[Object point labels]
--
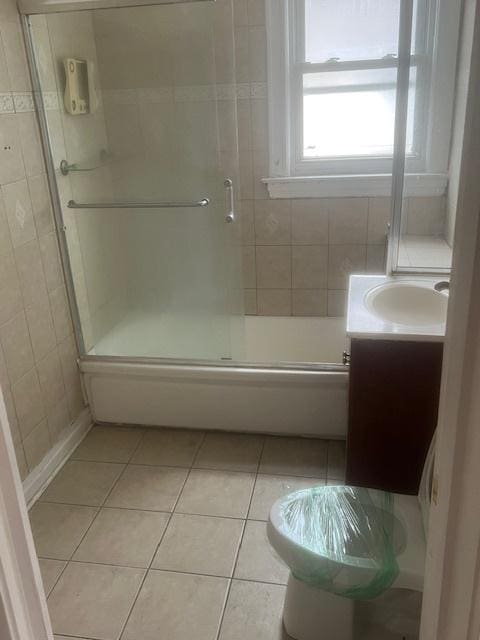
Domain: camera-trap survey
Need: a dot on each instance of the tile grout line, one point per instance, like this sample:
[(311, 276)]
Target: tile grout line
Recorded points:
[(229, 587), (148, 569), (99, 508)]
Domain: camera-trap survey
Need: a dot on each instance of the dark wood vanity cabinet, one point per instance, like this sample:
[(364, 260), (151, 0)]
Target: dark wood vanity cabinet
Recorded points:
[(393, 408)]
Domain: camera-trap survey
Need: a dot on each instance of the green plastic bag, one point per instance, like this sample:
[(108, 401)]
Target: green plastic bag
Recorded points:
[(343, 539)]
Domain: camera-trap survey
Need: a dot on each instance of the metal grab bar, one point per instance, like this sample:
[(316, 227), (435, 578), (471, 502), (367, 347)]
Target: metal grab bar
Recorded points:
[(204, 202)]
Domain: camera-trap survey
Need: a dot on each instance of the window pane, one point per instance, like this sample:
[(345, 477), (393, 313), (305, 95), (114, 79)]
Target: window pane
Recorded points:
[(352, 113), (350, 29)]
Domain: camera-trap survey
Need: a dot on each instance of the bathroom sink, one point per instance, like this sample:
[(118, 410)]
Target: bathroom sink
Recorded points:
[(408, 302)]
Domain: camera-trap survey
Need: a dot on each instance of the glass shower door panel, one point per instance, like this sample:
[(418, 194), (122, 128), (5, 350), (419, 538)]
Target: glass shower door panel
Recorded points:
[(154, 282)]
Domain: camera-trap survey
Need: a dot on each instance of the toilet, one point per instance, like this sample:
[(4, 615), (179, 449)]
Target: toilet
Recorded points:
[(346, 544)]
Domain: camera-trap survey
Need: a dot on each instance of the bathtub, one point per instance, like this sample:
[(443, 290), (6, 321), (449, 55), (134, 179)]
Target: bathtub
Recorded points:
[(268, 394)]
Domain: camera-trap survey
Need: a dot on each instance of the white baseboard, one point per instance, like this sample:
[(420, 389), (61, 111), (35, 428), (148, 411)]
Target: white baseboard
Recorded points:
[(36, 481)]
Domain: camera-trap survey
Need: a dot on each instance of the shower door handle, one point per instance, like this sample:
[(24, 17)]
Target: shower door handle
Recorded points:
[(228, 184)]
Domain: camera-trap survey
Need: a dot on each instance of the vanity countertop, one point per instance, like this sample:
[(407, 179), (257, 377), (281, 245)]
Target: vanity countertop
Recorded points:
[(364, 322)]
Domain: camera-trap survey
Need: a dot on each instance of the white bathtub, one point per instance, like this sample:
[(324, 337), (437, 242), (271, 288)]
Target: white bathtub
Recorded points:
[(280, 397)]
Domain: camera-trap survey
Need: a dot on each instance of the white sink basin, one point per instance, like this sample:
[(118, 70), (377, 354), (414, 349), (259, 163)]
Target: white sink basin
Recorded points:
[(413, 303)]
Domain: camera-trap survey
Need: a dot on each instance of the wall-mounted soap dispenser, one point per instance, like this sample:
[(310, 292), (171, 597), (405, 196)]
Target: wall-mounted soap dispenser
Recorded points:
[(80, 95)]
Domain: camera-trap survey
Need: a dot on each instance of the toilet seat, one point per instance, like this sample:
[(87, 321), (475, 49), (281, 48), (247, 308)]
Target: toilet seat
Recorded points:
[(313, 554)]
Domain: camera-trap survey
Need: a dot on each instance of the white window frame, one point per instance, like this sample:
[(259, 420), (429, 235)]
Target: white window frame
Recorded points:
[(291, 177)]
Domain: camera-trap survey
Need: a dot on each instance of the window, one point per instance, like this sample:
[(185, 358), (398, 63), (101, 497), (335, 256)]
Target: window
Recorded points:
[(332, 87)]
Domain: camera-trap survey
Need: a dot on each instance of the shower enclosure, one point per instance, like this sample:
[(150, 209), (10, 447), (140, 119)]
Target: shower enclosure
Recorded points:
[(147, 176), (137, 105)]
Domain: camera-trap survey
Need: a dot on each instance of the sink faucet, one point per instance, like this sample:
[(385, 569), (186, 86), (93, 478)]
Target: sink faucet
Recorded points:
[(443, 285)]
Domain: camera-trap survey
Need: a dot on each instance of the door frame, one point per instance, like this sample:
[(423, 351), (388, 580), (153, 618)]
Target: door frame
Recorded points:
[(23, 605), (451, 605)]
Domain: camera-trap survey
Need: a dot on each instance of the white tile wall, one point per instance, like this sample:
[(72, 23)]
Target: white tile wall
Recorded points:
[(38, 373)]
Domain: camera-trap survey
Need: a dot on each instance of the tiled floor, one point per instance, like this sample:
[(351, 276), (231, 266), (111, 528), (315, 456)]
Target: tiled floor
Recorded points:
[(161, 535)]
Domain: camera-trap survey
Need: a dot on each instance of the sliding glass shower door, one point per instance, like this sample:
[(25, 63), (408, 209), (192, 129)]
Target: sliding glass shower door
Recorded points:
[(146, 174)]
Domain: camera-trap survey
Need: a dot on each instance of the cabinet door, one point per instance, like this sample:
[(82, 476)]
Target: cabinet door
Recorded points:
[(393, 408)]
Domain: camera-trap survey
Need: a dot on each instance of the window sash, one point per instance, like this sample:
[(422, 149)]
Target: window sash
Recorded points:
[(300, 165)]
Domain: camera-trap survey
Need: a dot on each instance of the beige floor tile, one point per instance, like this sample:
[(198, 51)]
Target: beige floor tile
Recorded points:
[(254, 611), (269, 488), (199, 544), (58, 528), (295, 457), (257, 560), (86, 483), (234, 452), (177, 606), (92, 600), (216, 493), (51, 570), (123, 537), (148, 488), (108, 444), (174, 447), (336, 460)]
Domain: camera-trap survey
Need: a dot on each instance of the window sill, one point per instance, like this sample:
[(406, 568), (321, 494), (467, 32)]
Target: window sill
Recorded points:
[(417, 184)]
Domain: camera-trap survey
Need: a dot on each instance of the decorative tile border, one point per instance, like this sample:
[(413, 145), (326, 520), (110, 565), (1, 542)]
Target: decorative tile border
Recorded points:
[(52, 100), (23, 102), (186, 93), (6, 103)]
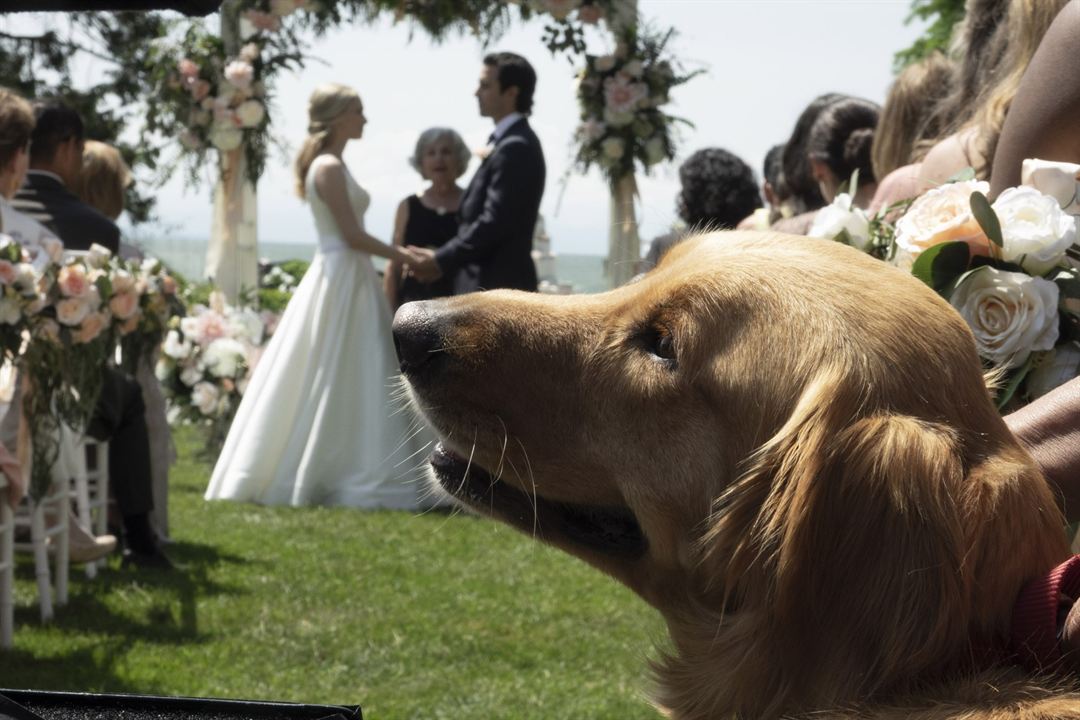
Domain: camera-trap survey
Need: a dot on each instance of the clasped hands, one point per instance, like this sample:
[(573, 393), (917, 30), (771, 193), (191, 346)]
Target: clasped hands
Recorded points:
[(421, 265)]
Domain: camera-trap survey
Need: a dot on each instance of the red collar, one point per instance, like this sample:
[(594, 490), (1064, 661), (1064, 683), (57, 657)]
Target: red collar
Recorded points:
[(1038, 615)]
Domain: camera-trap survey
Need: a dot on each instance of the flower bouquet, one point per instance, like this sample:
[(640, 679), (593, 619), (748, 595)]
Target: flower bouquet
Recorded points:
[(1007, 267), (205, 361), (620, 96)]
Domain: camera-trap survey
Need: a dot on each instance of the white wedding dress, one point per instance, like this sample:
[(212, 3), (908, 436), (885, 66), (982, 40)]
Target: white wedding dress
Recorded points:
[(321, 421)]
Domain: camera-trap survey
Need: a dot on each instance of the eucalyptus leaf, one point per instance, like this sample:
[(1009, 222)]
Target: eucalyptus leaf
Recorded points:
[(987, 218), (962, 176), (940, 266), (1015, 380)]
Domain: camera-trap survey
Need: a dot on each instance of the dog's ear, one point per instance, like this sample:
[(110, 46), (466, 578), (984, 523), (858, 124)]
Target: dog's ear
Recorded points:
[(845, 532)]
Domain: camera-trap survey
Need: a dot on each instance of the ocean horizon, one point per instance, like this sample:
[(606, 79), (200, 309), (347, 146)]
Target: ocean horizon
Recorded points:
[(583, 273)]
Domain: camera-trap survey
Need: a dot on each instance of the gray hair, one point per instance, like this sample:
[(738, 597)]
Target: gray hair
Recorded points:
[(433, 135)]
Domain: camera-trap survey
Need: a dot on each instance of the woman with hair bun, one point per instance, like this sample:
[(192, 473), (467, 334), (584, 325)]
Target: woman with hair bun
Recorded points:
[(839, 144), (319, 424)]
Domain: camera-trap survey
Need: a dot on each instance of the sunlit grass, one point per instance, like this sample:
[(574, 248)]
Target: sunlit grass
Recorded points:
[(409, 616)]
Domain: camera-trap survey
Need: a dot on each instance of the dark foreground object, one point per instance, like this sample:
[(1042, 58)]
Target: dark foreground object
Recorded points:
[(42, 705)]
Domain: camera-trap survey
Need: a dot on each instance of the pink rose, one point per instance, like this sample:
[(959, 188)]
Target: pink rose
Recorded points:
[(71, 311), (72, 281), (123, 304), (130, 325), (92, 326)]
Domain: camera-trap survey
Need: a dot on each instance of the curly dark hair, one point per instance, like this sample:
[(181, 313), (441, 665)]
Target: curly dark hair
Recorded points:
[(718, 189)]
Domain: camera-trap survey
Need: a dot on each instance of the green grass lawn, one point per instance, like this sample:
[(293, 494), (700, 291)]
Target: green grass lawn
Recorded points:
[(409, 616)]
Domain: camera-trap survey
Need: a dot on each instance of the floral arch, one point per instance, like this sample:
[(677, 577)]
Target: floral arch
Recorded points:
[(214, 94)]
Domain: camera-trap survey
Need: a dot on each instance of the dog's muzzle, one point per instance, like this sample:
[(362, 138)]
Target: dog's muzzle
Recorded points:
[(418, 336)]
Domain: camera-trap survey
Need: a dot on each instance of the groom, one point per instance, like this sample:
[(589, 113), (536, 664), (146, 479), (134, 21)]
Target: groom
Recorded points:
[(499, 209)]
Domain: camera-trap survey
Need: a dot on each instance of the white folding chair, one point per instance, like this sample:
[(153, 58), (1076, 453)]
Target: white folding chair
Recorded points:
[(46, 519), (7, 568), (92, 490)]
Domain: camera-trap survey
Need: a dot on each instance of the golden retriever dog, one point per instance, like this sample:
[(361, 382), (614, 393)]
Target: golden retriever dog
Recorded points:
[(783, 445)]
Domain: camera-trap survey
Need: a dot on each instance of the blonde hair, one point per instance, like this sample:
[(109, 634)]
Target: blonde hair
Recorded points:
[(16, 125), (907, 114), (326, 105), (104, 178), (1027, 22)]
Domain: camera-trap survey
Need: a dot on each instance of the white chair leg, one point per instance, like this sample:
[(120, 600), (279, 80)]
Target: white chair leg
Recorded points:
[(63, 555), (7, 575), (41, 560)]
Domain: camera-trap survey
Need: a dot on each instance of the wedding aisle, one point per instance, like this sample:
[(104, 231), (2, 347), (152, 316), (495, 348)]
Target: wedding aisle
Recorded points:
[(428, 616)]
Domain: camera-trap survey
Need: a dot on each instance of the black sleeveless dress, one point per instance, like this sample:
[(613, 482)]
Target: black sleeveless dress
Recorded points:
[(427, 228)]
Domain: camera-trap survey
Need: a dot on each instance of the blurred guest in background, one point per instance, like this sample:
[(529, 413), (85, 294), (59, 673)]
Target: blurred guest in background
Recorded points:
[(429, 218), (718, 190)]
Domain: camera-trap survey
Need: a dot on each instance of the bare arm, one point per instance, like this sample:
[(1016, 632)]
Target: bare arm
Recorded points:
[(392, 276), (1043, 120), (1050, 429), (331, 185)]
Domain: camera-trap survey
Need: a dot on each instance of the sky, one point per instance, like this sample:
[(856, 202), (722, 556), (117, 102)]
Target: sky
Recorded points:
[(764, 62)]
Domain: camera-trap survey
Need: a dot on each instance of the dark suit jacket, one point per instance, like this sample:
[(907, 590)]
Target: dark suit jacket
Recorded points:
[(78, 225), (498, 215)]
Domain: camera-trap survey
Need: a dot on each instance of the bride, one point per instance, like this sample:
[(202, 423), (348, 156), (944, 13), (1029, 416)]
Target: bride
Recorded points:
[(320, 423)]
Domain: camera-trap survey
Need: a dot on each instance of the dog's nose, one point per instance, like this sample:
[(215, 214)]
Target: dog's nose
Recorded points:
[(417, 336)]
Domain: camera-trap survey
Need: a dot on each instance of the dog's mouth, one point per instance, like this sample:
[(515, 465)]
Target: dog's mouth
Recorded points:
[(611, 531)]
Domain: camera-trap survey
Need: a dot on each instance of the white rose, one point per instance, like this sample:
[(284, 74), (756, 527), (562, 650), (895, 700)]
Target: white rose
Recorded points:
[(174, 347), (98, 256), (251, 113), (190, 376), (604, 63), (1011, 314), (1035, 230), (1058, 180), (613, 148), (224, 357), (204, 396), (10, 311), (245, 324), (943, 215), (841, 216), (656, 151), (226, 137)]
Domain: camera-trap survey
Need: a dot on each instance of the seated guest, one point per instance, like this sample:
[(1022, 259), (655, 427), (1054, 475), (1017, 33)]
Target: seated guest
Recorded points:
[(718, 190), (839, 144), (103, 182), (16, 124), (805, 199), (430, 218), (55, 164), (120, 413), (774, 190), (1042, 121), (974, 143)]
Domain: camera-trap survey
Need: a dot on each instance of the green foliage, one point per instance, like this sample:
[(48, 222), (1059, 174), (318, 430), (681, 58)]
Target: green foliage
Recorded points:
[(943, 15), (428, 615), (43, 64)]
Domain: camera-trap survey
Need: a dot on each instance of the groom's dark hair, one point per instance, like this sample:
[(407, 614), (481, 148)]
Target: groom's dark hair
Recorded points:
[(513, 70)]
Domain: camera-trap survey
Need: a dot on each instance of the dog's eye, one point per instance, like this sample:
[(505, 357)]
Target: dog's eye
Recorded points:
[(661, 343)]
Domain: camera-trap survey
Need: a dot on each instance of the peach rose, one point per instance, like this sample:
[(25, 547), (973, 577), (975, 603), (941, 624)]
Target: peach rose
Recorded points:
[(72, 281), (92, 326), (943, 215), (124, 304)]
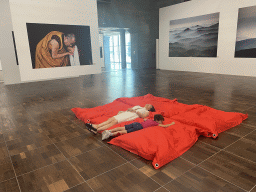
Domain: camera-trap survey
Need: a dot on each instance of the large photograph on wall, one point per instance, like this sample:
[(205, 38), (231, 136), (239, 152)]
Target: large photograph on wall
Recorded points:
[(246, 33), (194, 37), (54, 45)]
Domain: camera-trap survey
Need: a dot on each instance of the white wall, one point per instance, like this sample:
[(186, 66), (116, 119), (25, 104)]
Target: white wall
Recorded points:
[(224, 63), (10, 70), (63, 12), (102, 61)]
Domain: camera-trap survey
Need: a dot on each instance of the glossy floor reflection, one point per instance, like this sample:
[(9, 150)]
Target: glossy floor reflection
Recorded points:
[(44, 147)]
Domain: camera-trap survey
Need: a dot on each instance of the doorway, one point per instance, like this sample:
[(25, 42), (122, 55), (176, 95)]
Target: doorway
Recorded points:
[(117, 48)]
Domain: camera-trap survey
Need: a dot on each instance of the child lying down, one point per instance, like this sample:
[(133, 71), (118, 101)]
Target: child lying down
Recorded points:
[(158, 121)]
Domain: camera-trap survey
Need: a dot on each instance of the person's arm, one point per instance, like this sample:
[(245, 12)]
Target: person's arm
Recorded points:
[(55, 48), (167, 125), (142, 115), (131, 110)]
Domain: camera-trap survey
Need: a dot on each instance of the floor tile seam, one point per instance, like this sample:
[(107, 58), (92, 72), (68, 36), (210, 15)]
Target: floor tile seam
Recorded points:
[(209, 144), (249, 108), (145, 174), (211, 173), (74, 168), (160, 188), (78, 185), (222, 178), (117, 153), (252, 188), (221, 149), (237, 140), (240, 157), (107, 171), (133, 165), (13, 167), (179, 176), (30, 150), (56, 162)]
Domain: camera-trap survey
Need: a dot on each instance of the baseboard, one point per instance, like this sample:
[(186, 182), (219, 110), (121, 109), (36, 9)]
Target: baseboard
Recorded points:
[(1, 76)]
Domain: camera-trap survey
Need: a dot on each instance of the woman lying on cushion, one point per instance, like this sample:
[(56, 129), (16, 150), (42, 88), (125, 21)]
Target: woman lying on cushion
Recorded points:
[(158, 121), (122, 116)]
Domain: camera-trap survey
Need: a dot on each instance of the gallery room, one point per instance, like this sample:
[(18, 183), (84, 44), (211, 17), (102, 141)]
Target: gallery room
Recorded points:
[(127, 95)]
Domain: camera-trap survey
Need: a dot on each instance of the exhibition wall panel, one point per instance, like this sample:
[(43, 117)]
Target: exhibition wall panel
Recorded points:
[(51, 13), (225, 62)]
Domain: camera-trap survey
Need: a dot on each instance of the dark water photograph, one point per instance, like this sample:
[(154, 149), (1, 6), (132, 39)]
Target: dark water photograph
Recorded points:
[(246, 33), (194, 37)]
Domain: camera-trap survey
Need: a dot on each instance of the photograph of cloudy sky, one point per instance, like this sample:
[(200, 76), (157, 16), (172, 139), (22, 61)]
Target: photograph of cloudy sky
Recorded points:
[(246, 33), (194, 37)]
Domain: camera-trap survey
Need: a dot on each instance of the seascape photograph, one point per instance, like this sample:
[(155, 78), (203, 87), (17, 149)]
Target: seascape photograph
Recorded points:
[(246, 33), (194, 37)]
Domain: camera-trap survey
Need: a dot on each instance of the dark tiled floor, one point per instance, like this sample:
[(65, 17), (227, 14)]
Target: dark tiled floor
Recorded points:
[(44, 147)]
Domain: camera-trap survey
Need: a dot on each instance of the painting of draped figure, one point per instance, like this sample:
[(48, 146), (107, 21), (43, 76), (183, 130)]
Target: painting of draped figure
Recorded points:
[(54, 45), (194, 37)]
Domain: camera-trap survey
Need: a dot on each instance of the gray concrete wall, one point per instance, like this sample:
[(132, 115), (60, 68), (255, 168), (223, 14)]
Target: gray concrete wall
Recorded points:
[(142, 21), (142, 18)]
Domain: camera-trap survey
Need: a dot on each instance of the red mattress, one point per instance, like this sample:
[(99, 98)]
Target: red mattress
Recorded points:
[(162, 145)]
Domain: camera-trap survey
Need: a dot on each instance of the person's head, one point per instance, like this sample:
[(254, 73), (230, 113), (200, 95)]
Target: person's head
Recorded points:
[(69, 39), (158, 118), (150, 107)]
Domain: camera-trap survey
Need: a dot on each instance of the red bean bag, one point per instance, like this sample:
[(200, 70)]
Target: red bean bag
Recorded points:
[(162, 145)]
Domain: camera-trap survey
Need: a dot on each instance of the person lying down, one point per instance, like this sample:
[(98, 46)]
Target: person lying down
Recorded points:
[(128, 115), (158, 121)]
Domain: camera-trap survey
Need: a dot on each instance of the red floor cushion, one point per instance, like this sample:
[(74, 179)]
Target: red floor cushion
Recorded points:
[(162, 145)]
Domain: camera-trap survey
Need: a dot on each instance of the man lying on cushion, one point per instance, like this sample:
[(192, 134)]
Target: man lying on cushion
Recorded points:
[(158, 121), (128, 115)]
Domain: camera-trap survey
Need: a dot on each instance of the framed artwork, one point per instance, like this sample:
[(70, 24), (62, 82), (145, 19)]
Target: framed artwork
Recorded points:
[(246, 33), (194, 37), (54, 45)]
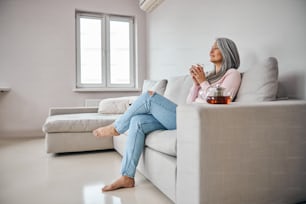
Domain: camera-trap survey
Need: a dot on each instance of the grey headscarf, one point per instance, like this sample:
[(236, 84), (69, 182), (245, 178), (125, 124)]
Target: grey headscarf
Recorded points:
[(230, 57)]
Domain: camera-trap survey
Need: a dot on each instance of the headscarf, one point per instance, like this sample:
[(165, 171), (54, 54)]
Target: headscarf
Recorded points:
[(230, 58)]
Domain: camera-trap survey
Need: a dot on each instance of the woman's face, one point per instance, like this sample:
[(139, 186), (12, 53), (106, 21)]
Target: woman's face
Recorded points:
[(215, 54)]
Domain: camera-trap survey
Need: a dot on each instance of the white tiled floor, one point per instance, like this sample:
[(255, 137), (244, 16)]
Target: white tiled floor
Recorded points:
[(29, 175)]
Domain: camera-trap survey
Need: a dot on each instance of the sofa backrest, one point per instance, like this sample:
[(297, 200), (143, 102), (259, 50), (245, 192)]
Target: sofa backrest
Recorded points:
[(260, 82)]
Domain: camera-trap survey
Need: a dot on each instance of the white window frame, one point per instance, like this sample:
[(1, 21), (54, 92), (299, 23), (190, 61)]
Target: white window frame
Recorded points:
[(105, 41)]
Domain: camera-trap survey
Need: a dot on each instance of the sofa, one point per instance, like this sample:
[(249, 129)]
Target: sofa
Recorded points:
[(250, 151)]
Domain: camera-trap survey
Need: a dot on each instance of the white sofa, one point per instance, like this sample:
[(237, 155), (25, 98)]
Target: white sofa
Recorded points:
[(250, 151)]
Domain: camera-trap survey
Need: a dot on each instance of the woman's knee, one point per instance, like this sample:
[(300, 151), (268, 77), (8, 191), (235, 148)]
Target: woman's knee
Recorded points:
[(151, 93)]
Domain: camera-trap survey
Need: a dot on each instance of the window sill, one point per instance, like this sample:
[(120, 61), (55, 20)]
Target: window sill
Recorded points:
[(106, 89)]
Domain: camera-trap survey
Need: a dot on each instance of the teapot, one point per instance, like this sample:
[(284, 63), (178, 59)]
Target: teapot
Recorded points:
[(216, 95)]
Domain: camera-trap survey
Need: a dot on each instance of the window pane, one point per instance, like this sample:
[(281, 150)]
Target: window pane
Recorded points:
[(90, 51), (119, 52)]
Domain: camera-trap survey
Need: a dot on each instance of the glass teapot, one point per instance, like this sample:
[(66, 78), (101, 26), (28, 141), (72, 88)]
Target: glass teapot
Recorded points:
[(219, 95)]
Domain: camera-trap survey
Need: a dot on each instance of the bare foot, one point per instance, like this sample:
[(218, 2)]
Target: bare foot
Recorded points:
[(106, 131), (122, 182)]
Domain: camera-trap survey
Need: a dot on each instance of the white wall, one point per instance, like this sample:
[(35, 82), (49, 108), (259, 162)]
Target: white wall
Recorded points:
[(37, 58), (181, 33)]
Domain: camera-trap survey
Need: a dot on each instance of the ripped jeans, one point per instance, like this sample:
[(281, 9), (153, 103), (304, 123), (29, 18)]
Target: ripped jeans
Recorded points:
[(146, 114)]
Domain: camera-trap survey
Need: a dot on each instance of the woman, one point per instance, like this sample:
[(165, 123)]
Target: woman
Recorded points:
[(152, 111)]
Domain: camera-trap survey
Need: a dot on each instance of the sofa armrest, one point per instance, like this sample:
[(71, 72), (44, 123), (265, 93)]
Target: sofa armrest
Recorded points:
[(71, 110), (241, 153)]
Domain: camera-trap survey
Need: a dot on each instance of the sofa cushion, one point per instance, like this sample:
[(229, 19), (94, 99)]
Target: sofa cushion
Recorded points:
[(82, 122), (162, 141), (153, 85), (259, 83), (178, 89), (115, 105)]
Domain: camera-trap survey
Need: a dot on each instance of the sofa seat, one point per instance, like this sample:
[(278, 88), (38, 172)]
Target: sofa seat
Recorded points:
[(163, 141), (81, 122)]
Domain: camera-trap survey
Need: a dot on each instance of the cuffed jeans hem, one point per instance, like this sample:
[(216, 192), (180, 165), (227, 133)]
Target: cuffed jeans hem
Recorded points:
[(128, 175)]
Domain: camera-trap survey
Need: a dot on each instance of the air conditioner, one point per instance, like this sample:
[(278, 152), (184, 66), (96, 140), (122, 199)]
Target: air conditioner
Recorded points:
[(149, 5)]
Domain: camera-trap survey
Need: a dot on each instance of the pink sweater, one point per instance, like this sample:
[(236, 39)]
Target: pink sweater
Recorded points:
[(231, 79)]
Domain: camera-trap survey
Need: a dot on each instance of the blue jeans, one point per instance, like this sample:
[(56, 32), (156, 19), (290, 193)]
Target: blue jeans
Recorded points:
[(146, 114)]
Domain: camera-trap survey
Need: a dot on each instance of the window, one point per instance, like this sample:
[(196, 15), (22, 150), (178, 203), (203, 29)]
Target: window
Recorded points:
--
● WORK INSTRUCTIONS:
List every line in the rows above that contains the word "draped", treating uppercase and lowercase letters as distinct.

● RESULT OF THE EXERCISE:
Need: a dot on each instance of the painting of draped figure, one point per instance, like this sample:
Target: painting of draped figure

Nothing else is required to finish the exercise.